Aim of the task:
Copy out each line of the data below word for word, with nothing changed.

(Excerpts from labeled region data)
****************************************

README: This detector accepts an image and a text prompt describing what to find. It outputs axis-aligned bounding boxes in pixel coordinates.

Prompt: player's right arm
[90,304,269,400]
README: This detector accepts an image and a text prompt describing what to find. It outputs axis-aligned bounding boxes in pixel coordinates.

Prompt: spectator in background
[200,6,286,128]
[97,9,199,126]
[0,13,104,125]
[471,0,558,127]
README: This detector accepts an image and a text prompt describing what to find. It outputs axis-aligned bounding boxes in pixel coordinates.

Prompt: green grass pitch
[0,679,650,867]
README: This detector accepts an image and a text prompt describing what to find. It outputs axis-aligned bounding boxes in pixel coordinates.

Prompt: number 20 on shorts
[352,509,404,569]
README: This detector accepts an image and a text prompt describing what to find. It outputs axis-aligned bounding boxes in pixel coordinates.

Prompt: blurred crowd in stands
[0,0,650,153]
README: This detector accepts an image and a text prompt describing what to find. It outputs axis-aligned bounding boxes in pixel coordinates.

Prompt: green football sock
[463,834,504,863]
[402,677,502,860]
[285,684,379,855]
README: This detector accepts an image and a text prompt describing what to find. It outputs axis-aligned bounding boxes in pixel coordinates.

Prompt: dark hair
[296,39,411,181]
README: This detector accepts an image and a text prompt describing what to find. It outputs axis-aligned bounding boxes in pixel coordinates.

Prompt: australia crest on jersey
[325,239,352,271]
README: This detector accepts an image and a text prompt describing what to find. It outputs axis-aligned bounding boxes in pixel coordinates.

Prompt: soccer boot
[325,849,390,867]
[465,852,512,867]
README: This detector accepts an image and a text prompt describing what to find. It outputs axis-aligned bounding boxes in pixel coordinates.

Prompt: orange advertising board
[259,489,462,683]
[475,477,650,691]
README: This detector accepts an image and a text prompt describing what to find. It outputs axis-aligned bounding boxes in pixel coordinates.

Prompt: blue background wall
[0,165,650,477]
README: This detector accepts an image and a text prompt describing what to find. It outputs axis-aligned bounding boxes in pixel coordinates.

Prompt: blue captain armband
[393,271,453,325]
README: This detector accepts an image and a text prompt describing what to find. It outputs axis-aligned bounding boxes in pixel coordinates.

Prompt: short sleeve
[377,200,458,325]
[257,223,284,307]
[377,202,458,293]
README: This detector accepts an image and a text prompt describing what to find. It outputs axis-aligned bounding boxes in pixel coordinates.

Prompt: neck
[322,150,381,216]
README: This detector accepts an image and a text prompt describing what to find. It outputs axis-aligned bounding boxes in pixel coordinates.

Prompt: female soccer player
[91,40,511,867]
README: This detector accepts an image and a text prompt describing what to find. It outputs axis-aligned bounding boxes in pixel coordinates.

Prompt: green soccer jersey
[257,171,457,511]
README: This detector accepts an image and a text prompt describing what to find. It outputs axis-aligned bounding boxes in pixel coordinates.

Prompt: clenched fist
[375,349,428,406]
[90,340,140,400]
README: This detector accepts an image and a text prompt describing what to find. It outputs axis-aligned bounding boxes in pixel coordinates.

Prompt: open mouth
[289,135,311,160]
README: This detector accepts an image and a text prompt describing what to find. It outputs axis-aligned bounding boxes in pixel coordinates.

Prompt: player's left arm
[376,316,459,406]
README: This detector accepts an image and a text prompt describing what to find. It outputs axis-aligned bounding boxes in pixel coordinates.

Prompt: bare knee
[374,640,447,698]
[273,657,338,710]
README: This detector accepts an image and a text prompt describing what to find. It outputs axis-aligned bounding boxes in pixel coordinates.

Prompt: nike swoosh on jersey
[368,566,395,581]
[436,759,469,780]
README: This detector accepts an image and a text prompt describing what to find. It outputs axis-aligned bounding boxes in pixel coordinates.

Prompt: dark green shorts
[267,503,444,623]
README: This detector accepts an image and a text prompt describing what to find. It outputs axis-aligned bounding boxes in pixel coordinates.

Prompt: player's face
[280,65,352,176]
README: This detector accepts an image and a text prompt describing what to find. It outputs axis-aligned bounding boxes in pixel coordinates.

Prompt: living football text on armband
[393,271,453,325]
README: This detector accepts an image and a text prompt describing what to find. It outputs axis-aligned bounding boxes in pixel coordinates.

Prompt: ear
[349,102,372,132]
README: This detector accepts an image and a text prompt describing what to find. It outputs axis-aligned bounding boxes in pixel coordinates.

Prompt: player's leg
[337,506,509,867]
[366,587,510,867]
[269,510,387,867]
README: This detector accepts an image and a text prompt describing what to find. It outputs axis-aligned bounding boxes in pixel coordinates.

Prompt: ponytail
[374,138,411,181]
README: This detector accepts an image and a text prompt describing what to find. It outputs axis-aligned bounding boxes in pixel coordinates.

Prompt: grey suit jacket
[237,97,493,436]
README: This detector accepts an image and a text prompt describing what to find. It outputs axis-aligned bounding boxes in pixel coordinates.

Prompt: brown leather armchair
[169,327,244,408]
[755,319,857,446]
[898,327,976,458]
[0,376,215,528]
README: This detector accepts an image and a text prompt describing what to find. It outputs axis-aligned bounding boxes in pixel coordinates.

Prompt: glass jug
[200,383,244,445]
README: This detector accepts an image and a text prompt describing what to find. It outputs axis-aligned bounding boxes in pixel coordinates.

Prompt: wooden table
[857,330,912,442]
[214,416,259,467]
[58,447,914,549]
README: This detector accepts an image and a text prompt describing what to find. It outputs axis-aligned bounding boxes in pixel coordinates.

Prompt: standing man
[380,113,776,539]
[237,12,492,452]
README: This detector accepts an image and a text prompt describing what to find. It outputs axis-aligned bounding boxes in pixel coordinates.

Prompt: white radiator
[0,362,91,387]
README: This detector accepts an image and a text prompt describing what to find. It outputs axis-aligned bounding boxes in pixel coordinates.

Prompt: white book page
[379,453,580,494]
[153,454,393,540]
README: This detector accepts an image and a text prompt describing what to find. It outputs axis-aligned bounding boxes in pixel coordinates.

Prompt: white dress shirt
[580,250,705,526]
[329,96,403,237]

****************************************

Full output:
README: This detector accepts an image and a text prompt describing what to find. It outputs axis-aligned bounding boxes in pixel coordinates.

Prompt: player's right arm
[90,304,269,400]
README: This detector accepts an image and a text prompt describing what to find. It outputs axis-aligned bounding boxes in pixel coordinates.

Prompt: spectator in background
[200,6,286,128]
[97,9,199,126]
[0,13,104,125]
[471,0,558,127]
README: This detector accepts an image and a text prompt describing what to find. It outputs axis-aligned bounding boxes in pixel coordinates.

Prompt: green grass pitch
[0,679,650,867]
README: This detector accepts an image and a text prompt describing what to find. It outputs axis-aligned bounding boxes in pixel coordinates.

Prompt: number 20 on shorts
[352,509,404,569]
README: This detector accepts an image and a text prompt describing what to find. It outputs axis-aligned bounding boxes in pixel coordinates.

Prompt: blurred crowd in stands
[0,0,650,153]
README: This detector accepts an image and a text prompt describing what to find. It outputs axis-aligned bounding boxes in pixel coordinates.

Prompt: green football sock
[463,834,504,863]
[402,677,502,860]
[285,684,379,855]
README: This detector accepts an image and a text prompt describing what to find. It outputs axis-aligned bounding boxes in pixel coordinates.

Prompt: dark hair
[296,39,411,181]
README: This detector accepts an image and a text prompt describing what to find. It outputs axis-aligned bounding boxes in pixel coordinates.

Prompt: australia crest on jersey
[325,239,352,271]
README: This detector accepts an image and a text prompt describing what to find. It outputs axis-aligned bounding boxes in pixel coordinates.

Prompt: soccer boot
[325,849,390,867]
[465,852,512,867]
README: This detector accepts an image and a text prompt describing what to find. It outputs axis-aligned bounding boxes in pixel coordinates.

Prompt: orange advertising board
[259,489,462,683]
[475,477,650,691]
README: This detector accepts an image and a text prompt describing what to find. It outputs axis-aligned bounding boxes in pixel coordinates.

Prompt: blue background wall
[0,165,650,477]
README: This detector accepts an image and a text prompt describing what to find. It outputs axis-aligned bounding boxes in pixel coordinates.

Prompt: blue captain armband
[393,271,453,325]
README: This detector accepts an image and a text prompt describing what to find. It outputs axis-aligned bounding boxes in pixel coordinates.

Prompt: short sleeve
[377,200,458,325]
[257,223,284,307]
[377,202,458,293]
README: This detector accepts an image and a text prompt describing what to find. It outputs axis-aligned bounding boxes in pixel coordinates.

Prompt: neck
[322,150,381,216]
README: This detector accepts an image and a text prompt describing what to find. It outputs axis-aligned bounding boxes in pixel coordinates.

Prompt: female soccer player
[91,40,511,867]
README: This detector accepts an image and a text prompt describing what to find. It outputs axis-aligned bounding boxes in pixel coordinates.

Prompt: green soccer jersey
[257,171,457,511]
README: This detector accepts an image and a text prompt describing what to find. It outputs axis-aligned bounding boxes in pixel coordinates.

Prompt: clenched fist
[375,349,428,406]
[90,340,140,400]
README: This detector accepts an image and a text prompt describing what to find. It outputs axis-aligned bounding boxes in pixel coordinates.

Prompt: open mouth
[289,135,311,160]
README: This detector accepts an image and a text prompt describing what to find. It outputs axis-aligned bounding boxes in pixel coordinates.

Prompt: player's left arm
[376,316,459,406]
README: This detector accepts an image and a text prompt describing what to find. It outputs axis-aligned bounding boxes in pixel coordinates.

Prompt: bare knee
[374,640,447,698]
[273,657,338,710]
README: This detector accepts an image and a text prompt describing what to find. It outputs axis-aligned bounding boxes in pixel coordinates.

Prompt: nike swoosh on jersey
[368,566,395,581]
[436,759,469,780]
README: This detector accepts an image and a text prompt describing what to find. It outputs axis-aligned bounding boxes in pixel coordinates.

Prompt: dark green shorts
[267,503,444,623]
README: This detector accepts an image and a text prompt describing what to find. It outputs axis-aligned bounding boxes in pixel coordinates.

Prompt: player's face
[280,65,352,176]
README: This detector accepts an image and a text prompt describing what to find. It outputs axis-aligned bounding boxes in pixel coordinates.

Prompt: living football text on armband
[393,271,453,325]
README: This detector accepts an image and a text prompt describing what to find. It outputs axis-aligned bounding boxes in pixel coordinates.

Prompt: ear
[349,102,372,132]
README: This detector accepts an image and a text prompt describing what to find. It outputs axis-aligned bounding boxes in pixel coordinates.

Prompt: player's leg
[337,506,509,867]
[366,587,510,867]
[269,510,387,867]
README: This detector accepts an image and a text prompt describing what to find. It outputs axis-aligned bounding boxes in pixel coordinates.

Prompt: ponytail
[374,138,411,181]
README: This detector accepts an image and a text prompt describing what to find. It outputs axis-aligned bounding boxes in pixel coordinates.

Prompt: grey suit jacket
[237,97,493,436]
README: This detector accepts an image and a text prompt describing what to find. It outputs axis-aligned bounding boxes in pixel coordinates.

Prompt: brown leather armchair
[169,327,244,408]
[755,319,857,446]
[898,327,976,458]
[0,376,215,528]
README: This detector accepts an image and a text prompt describing what to find. It outputs axis-aligned bounding boxes in pixel coordinates.

Prompt: glass jug
[200,383,244,445]
README: This detector accepts an image and a text prompt describing what to find. It outputs axis-aligned bounding boxes in pixel coordinates.

Prompt: wooden table
[857,330,912,442]
[214,416,259,467]
[58,447,914,549]
README: This detector accepts an image and a text prompt describing what to find. It outputs axis-aligned bounding boxes in pixel coordinates.

Prompt: standing man
[380,113,776,539]
[237,12,492,452]
README: This detector accepts an image and a text prompt describing what to find. It outputs axis-aligned bounding boxes in pixel coordinates.

Prompt: white radiator
[0,362,91,387]
README: This detector accepts an image and a text prompt describing what to find. It outputs axis-aligned bounding boxes in pixel coordinates.

Prompt: white book page
[379,453,580,494]
[153,454,393,540]
README: This detector accepts an image and a text prompt describing what to find. It outputs axis-aligned bounding boxes in pixel coordinates.

Prompt: white dress shirt
[580,250,705,526]
[329,96,403,237]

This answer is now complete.